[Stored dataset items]
>>
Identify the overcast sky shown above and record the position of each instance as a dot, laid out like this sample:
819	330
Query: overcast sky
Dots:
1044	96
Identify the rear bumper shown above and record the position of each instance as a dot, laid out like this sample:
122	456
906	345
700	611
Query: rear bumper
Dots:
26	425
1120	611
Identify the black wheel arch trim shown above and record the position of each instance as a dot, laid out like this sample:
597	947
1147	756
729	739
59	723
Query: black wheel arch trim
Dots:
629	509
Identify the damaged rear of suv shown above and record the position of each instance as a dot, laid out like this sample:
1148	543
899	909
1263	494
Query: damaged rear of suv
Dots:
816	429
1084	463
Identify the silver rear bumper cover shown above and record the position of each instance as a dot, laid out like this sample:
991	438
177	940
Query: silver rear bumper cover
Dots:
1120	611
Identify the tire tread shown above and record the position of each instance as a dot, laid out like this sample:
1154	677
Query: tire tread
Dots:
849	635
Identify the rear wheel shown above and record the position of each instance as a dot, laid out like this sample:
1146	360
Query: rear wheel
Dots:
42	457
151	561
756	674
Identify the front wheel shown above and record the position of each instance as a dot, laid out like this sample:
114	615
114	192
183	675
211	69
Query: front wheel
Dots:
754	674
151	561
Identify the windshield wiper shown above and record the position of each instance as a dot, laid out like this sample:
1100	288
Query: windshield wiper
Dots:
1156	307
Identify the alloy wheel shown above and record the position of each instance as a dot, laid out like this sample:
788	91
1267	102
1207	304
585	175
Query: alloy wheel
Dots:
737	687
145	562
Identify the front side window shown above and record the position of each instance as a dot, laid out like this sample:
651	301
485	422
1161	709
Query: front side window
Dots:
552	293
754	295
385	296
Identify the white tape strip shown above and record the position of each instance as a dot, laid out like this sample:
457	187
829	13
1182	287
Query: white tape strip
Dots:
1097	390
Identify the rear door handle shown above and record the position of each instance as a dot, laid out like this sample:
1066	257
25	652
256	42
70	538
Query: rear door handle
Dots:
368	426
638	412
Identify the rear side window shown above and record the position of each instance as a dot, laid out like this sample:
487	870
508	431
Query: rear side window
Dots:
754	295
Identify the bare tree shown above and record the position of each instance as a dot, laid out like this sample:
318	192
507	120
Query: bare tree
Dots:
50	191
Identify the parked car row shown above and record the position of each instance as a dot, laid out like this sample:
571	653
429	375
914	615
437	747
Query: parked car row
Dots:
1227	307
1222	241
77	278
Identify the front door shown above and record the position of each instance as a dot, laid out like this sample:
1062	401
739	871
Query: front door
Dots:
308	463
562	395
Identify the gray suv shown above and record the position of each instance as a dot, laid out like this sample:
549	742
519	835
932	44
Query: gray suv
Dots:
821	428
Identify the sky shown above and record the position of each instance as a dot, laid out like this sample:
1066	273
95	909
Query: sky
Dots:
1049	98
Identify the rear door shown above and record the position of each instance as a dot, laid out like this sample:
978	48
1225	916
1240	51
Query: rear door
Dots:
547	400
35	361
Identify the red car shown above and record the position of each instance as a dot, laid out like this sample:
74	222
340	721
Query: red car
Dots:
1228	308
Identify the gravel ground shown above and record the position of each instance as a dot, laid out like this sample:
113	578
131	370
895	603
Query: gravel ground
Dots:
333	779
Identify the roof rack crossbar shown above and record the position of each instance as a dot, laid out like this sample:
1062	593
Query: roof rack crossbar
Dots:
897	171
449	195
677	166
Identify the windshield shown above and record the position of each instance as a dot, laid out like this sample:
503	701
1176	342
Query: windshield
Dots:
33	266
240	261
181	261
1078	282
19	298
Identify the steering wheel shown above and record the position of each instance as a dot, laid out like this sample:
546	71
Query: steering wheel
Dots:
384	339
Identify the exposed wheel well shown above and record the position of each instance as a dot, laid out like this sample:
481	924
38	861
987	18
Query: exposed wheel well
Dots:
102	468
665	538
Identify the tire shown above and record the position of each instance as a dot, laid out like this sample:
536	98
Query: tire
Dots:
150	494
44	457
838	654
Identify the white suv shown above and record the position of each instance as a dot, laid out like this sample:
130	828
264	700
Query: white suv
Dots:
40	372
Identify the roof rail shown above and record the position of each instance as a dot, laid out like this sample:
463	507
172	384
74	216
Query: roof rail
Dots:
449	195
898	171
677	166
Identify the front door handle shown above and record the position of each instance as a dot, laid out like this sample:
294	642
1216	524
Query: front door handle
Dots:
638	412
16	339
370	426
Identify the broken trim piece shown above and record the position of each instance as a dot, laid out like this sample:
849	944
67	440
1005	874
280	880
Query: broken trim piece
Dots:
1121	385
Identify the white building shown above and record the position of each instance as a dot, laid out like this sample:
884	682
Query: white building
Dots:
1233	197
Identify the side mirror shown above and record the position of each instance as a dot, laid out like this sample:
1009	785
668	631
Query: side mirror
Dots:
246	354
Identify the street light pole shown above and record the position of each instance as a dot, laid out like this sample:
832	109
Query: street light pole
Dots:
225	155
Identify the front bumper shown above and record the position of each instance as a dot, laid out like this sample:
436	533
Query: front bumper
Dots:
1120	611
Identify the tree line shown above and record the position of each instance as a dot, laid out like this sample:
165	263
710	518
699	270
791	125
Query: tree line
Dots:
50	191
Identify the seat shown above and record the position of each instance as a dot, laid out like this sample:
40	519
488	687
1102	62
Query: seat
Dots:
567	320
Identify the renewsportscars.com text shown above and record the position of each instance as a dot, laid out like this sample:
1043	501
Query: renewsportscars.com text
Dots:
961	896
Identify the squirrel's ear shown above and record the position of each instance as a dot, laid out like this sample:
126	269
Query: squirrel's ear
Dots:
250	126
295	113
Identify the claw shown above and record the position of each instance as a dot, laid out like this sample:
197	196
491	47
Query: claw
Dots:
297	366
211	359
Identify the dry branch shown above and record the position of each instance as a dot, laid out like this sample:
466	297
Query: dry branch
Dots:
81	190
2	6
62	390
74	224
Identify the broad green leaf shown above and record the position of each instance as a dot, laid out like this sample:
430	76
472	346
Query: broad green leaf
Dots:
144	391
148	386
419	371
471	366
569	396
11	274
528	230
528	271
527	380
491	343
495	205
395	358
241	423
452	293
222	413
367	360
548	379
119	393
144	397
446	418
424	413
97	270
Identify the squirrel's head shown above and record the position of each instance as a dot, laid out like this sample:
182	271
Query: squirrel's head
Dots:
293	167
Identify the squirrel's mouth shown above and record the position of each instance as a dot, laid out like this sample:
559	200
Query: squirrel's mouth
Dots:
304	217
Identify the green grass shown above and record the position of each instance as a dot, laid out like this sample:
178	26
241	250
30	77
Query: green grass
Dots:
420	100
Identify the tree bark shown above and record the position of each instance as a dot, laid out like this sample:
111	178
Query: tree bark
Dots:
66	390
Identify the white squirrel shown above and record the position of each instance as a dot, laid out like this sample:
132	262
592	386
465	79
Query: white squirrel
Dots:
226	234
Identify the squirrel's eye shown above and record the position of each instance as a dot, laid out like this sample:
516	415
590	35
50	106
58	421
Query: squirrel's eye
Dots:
<<
(WORK REQUEST)
All entries above need to be copied verbatim.

(EXPECTED ANSWER)
Identify the overcast sky shown above and record the position of each instance as a dot, laid out like this sample:
819	330
Query: overcast sky
Dots:
1044	96
Identify the rear bumper shown above and record the position of each instance as a dot, laid out like this sample:
122	456
906	345
700	611
Query: rear bumper
Dots:
26	425
1120	611
Identify the black wheel arch trim shown above and record the position of each instance as a dot, laid out like this sample:
597	947
1147	756
729	739
59	723
Query: black wheel arch trim
Dots:
629	509
Identify the damaged rear of suv shown above and record the position of each instance as a dot, laid out like this sample:
1148	543
899	909
1263	494
Query: damaged rear of suv
Dots:
816	429
1084	463
Identify the silver rear bumper cover shown above and record the position of each instance as a dot, laid out like this sample:
991	438
177	940
Query: silver rear bumper cover
Dots:
1120	611
Identify the tire tread shown above and record the position of each instance as a dot, laid out like this sample:
1154	677
Query: tire tread
Dots:
849	635
Identify the rear wheel shown above and record the position of each instance as a dot, laid out like this sample:
1146	360
Query: rear wheel
Dots:
42	457
151	561
756	674
Identify the front wheel shown above and record the position of each instance as a dot, laid out like this sample:
114	615
114	192
183	675
211	69
Query: front wheel
Dots:
754	674
151	561
Identify the windshield wiper shown above and record the position of each instance as a dot, laid out like this sample:
1100	288
Query: windshield wiper
Dots:
1156	307
Identify the alloy wheel shown above and record the position of each instance as a dot, laid out like this sample:
788	91
1267	102
1207	304
585	175
Query: alloy wheel
Dots:
737	687
145	562
Identify the front side window shown above and record the position of each instance as a dot, laid out like this sample:
651	301
485	422
1161	709
Query: front side window
Dots:
552	293
754	295
385	296
Identify the white tape strip shown above and record the position of each instance as a dot, laid out like this sample:
457	187
829	13
1182	287
Query: white tape strip
Dots:
1097	390
Identify the rear door handle shown above and record the position of each instance as a dot, laid out like this sample:
1066	257
25	652
256	42
70	538
Query: rear door handle
Dots:
368	426
638	412
Identify the rear side window shown above and record the position of each instance as a dot, laid out like this sample:
487	870
508	431
Query: rear side window
Dots:
754	295
Identify the bare tree shown above and record the position of each instance as a dot, laid out like this sample:
318	192
507	120
Query: bare tree
Dots:
50	191
Identify the parked car row shown above and record the position of each instance as a dot, laid out like this sample:
571	653
429	375
914	615
437	747
Query: parked car row
Dots:
1227	307
1222	241
77	278
Identify the front door shown above and record the position of each instance as a dot, laid out like this sample:
1062	401
739	871
Query: front door
Dots:
308	463
562	395
Identify the gray suv shown above and record the position of each instance as a dot, laid out like this sample:
549	742
519	835
932	44
Query: gray suv
Dots:
821	428
Identify the sky shown above and record the position of each instance as a dot, laid out like this sample:
1066	273
95	909
Query: sky
Dots:
1049	98
Identify the rear door shown above and record the position of each instance as a dot, laid out like this sample:
978	48
1225	916
1240	51
Query: rear door
Dots:
547	400
35	361
Identify the red car shown above and record the position of each instance as a dot, laid out like this sample:
74	222
340	721
Query: red car
Dots:
1228	308
Identify the gravel ground shown above and record the position of each instance as a dot, laid out like this sample:
113	578
131	370
895	603
Query: gravel ground
Dots:
333	779
Identify the roof rack crossbar shown above and record the position of each instance as a dot, laid out like this sample:
1062	593
Query: roof rack crossbar
Dots:
897	171
449	195
677	166
Identify the windshield shown above and record the position of each instance as a dot, laid out like this sample:
503	701
1176	342
Query: windshield
Dots:
33	266
240	261
181	261
1078	282
19	298
Identify the steering wheel shown above and record the position of each instance as a dot, laid out like this sample:
546	71
Query: steering wheel
Dots:
384	339
Identify the exposed wheel well shown above and record the position of each instance as a dot, laid out like this sample:
481	924
38	861
987	18
Query: exposed wheel well
Dots:
102	468
665	538
Identify the tire shown above and record the position of each instance as a dot, laid out like this sample:
536	98
Query: tire
Dots:
150	494
44	457
838	654
Identify the white suv shown above and record the position of each instance as a dot, laid out like this sample:
130	828
264	700
Query: white suv
Dots:
40	372
Identify the roof rail shown above and record the position of each instance as a dot, laid out like this sample:
463	507
172	384
74	216
Query: roof rail
Dots:
449	195
898	171
677	166
Identify the front door handle shown above and record the position of each instance as a dot, laid out like this sample:
294	642
1216	524
Query: front door handle
Dots:
638	412
16	339
370	426
Identify the broken trim piece shown above and record the position of each instance as a dot, laid out like this sample:
849	944
67	440
1005	874
280	880
Query: broken trim piece
Dots:
1121	385
Identify the white building shown above and record the position of each instance as a dot, laid out like this sample:
884	682
Query: white building
Dots:
1233	197
Identify the side mirror shown above and record the position of each instance as a dot, laid out like this sample:
1009	785
668	631
Query: side mirror
Dots:
246	354
Identify the street light pole shown above and record the position of each instance as a dot, laid out like this sample:
832	109
Query: street light pole
Dots:
225	155
Identify the front bumper shown above and record the position of each instance as a dot, laid out like this sample:
436	533
Query: front bumper
Dots:
1120	611
Identify the tree line shown above and record the position of each instance as a dot, laid out like this sample:
165	263
710	518
699	270
791	125
Query: tree line
Dots:
50	191
Identify the seat shown above and record the position of each instance as a dot, laid out like this sample:
40	519
488	687
1102	62
Query: seat
Dots:
567	320
Identify the renewsportscars.com text shown above and record the position of each instance as a dot, laid out like this sample:
1043	501
Query: renewsportscars.com text
Dots:
961	896
Identify the squirrel's ear shown above and record the position of each instance as a dot, laid out like this sample:
126	269
Query: squirrel's ear
Dots:
250	126
295	113
Identify the claw shown above and record the position of each instance as a dot, laid out like this sample:
197	196
491	47
Query: claw
Dots:
297	366
211	359
Identify the dry branch shown above and record the position of each instance as a dot, laid out like this sample:
466	297
Query: dry branch
Dots:
81	190
2	6
62	390
74	224
Identify the broad green leaf shown above and record the position of each instance as a dot, laid out like this sample:
430	76
472	346
Query: broad green leaf
Dots:
144	391
148	386
419	371
471	366
569	396
11	274
528	230
528	271
527	380
491	343
495	205
395	358
241	423
452	293
222	413
367	360
548	379
119	393
144	397
446	418
424	413
97	270
Identify the squirrel's head shown above and record the position of each instance as a dot, laid out like this sample:
182	271
Query: squirrel's head
Dots:
293	167
Identify the squirrel's mouth shown above and record the position of each instance as a dot, laid out like this sample:
559	200
Query: squirrel's mouth
Dots:
304	217
Identify the green grass shown above and record the position of each instance as a dot, laid out like this sample:
178	26
241	250
30	77
Query: green grass
Dots:
420	100
Identify the tree bark shown above and record the position of each instance as a dot, laid out like this sample:
111	178
Query: tree bark
Dots:
66	390
Identify the white squirrel shown above and record the position of each instance as a dot, laid out like this sample:
132	262
592	386
465	79
Query: white squirrel
Dots:
226	234
Identify the squirrel's eye shown above and record the position of each instance as a dot, laid out like this sample:
516	415
590	35
50	106
58	421
Query: squirrel's eye
Dots:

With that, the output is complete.